What you should do
The records that follow must be reproduced in full, exactly as written.

Stored data
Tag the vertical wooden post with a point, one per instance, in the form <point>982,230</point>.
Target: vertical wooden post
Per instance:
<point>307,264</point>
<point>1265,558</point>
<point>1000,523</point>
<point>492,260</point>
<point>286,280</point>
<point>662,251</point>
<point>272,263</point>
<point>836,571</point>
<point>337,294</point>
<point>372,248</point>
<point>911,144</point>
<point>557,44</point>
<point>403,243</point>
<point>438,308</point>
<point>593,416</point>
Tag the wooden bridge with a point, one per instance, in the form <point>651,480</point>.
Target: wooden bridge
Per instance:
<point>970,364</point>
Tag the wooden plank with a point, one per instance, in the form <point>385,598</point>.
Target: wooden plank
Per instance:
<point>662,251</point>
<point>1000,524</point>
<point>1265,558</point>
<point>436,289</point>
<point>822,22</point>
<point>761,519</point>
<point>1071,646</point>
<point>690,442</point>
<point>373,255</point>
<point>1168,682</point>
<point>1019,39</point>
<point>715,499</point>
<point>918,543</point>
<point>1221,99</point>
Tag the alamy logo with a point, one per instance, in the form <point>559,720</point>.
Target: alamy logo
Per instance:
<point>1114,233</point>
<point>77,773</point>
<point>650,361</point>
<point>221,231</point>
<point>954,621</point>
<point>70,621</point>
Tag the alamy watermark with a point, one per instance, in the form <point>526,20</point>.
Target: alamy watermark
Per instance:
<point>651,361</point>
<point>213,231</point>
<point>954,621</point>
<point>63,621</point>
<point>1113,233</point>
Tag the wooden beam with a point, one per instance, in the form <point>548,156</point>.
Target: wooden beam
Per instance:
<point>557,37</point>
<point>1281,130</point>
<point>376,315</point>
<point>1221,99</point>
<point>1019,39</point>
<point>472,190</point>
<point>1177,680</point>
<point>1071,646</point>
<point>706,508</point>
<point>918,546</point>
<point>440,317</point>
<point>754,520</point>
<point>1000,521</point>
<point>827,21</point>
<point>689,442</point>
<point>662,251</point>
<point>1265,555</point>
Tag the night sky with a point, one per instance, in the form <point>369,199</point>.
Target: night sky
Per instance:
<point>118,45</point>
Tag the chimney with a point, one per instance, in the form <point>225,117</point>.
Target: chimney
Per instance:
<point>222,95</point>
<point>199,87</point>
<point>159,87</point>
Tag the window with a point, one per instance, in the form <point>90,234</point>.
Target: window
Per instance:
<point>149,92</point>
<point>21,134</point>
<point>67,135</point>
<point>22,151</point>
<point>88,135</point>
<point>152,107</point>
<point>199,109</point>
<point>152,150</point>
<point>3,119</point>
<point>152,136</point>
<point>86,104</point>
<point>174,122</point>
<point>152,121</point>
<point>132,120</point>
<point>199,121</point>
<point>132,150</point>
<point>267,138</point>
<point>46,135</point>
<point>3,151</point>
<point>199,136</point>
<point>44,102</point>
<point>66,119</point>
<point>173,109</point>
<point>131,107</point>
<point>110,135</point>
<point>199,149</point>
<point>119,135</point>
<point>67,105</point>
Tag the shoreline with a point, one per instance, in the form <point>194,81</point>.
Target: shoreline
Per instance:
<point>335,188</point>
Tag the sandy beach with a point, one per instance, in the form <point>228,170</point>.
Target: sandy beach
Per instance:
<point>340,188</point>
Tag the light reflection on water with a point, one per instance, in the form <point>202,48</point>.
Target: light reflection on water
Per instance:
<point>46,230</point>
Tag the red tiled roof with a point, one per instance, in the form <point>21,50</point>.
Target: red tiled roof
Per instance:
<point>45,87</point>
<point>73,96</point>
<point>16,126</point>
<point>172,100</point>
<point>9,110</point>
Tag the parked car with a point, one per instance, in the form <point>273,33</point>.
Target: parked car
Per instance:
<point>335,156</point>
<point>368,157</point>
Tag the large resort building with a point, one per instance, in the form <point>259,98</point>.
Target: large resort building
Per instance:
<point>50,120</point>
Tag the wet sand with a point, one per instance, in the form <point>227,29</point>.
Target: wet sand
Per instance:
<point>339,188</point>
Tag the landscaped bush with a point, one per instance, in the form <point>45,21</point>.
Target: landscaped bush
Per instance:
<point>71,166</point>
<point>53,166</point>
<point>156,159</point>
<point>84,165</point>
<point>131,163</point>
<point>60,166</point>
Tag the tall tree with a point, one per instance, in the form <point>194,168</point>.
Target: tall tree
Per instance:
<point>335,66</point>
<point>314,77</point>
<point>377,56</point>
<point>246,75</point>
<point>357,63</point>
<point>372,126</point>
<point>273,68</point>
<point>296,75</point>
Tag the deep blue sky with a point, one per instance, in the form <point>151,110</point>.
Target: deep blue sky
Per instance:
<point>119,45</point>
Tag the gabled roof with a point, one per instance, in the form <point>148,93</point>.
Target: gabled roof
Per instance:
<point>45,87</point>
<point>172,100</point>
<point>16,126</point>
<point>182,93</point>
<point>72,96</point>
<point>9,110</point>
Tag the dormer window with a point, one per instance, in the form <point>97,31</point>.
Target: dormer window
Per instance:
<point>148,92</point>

Solution to this task
Tag the vertical wooden post with a point, one per instance, in the form <point>982,230</point>.
Target: vertical wooden post
Per instance:
<point>307,264</point>
<point>1265,558</point>
<point>1000,523</point>
<point>492,260</point>
<point>286,280</point>
<point>662,251</point>
<point>272,263</point>
<point>836,571</point>
<point>337,294</point>
<point>372,248</point>
<point>911,144</point>
<point>557,44</point>
<point>403,243</point>
<point>438,308</point>
<point>593,416</point>
Tag the wooden bridge with a point, one per instance, in the form <point>651,480</point>.
Target: wooden bridge
Per instance:
<point>970,364</point>
Tag the wooden plank with a point, one per instance, in the form <point>385,598</point>.
Target: wooden plank
Per instance:
<point>662,251</point>
<point>1000,524</point>
<point>1265,558</point>
<point>436,289</point>
<point>822,22</point>
<point>761,519</point>
<point>1071,646</point>
<point>690,442</point>
<point>373,255</point>
<point>1168,682</point>
<point>1019,39</point>
<point>715,499</point>
<point>918,543</point>
<point>1221,99</point>
Tag the alamy logo with a point, one per instance, in the form <point>559,720</point>.
Target: alamy logo
Per instance:
<point>1114,233</point>
<point>77,773</point>
<point>650,361</point>
<point>221,231</point>
<point>954,621</point>
<point>70,621</point>
Tag the alamy watermark with a point, one per instance, in the form <point>526,20</point>.
Target: alamy watermark
Per instance:
<point>651,361</point>
<point>213,231</point>
<point>954,621</point>
<point>63,621</point>
<point>1113,233</point>
Tag the wooden beam with a point, one per instance, in the form <point>548,156</point>.
Target: wooden beam
Per instance:
<point>557,37</point>
<point>1281,130</point>
<point>376,315</point>
<point>1221,99</point>
<point>1019,39</point>
<point>472,190</point>
<point>1177,680</point>
<point>1071,646</point>
<point>706,508</point>
<point>918,546</point>
<point>440,317</point>
<point>754,520</point>
<point>1000,521</point>
<point>827,21</point>
<point>689,442</point>
<point>662,251</point>
<point>1265,555</point>
Tag the night sky with a point, one per instance, in the form <point>369,199</point>.
Target: night sky
Per instance:
<point>118,45</point>
Tag the chimney with a point, one per instance, in the form <point>225,117</point>.
Target: chimney
Per instance:
<point>222,95</point>
<point>199,87</point>
<point>159,87</point>
Tag the window with a point, one per instance, in the form <point>90,234</point>.
Target: window
Per instance:
<point>149,92</point>
<point>21,134</point>
<point>67,135</point>
<point>22,151</point>
<point>88,135</point>
<point>152,107</point>
<point>199,109</point>
<point>152,150</point>
<point>3,119</point>
<point>152,136</point>
<point>86,104</point>
<point>174,122</point>
<point>152,121</point>
<point>132,120</point>
<point>199,121</point>
<point>132,150</point>
<point>267,138</point>
<point>46,135</point>
<point>3,151</point>
<point>199,136</point>
<point>44,102</point>
<point>66,119</point>
<point>173,109</point>
<point>131,107</point>
<point>110,135</point>
<point>199,149</point>
<point>119,135</point>
<point>67,105</point>
Tag the shoreline with a point, one per instance, in the form <point>194,81</point>.
Target: shoreline
Per instance:
<point>335,188</point>
Tag the sandy beach with a point, one per instance, in the form <point>228,170</point>.
Target: sandy beach
Per instance:
<point>340,188</point>
Tag the light reflection on water with a point, one per instance, in the form <point>202,48</point>.
Target: light reflection on water
Per instance:
<point>46,230</point>
Tag the red tiled roof with a point, one per instance, in the form <point>21,50</point>.
Target: red tiled roof
Per instance:
<point>45,87</point>
<point>73,96</point>
<point>16,126</point>
<point>172,100</point>
<point>9,110</point>
Tag the parked car with a point, one per instance, in the form <point>273,33</point>.
Target: parked car
Per instance:
<point>335,156</point>
<point>368,157</point>
Tag the large resort building with a point, one per instance, in the form <point>259,98</point>.
Target: large resort building
Per instance:
<point>50,120</point>
Tag the wet sand with a point, one per instance, in the form <point>227,29</point>.
Target: wet sand
Per instance:
<point>339,188</point>
Tag the landscaped bush with a point, one per instance, in the form <point>45,21</point>.
Target: landscaped bush
Per instance:
<point>71,166</point>
<point>53,166</point>
<point>156,159</point>
<point>84,165</point>
<point>131,163</point>
<point>60,166</point>
Tag the tall tree with a point, one per instance, in the form <point>194,168</point>.
Target: tall tree
Per instance:
<point>335,66</point>
<point>314,77</point>
<point>377,56</point>
<point>246,75</point>
<point>357,63</point>
<point>372,126</point>
<point>273,68</point>
<point>296,75</point>
Tag the deep blue sky with a point, one per instance, in the form <point>151,110</point>.
Target: deep blue sky
Per instance:
<point>119,45</point>
Tag the gabled roof with a point, one per instance, in the form <point>148,93</point>.
Target: gabled roof
Per instance:
<point>45,87</point>
<point>172,100</point>
<point>16,126</point>
<point>182,93</point>
<point>72,96</point>
<point>9,110</point>
Tag the dormer window with a point, one per instance, in the form <point>97,31</point>.
Target: dormer window
Per instance:
<point>148,92</point>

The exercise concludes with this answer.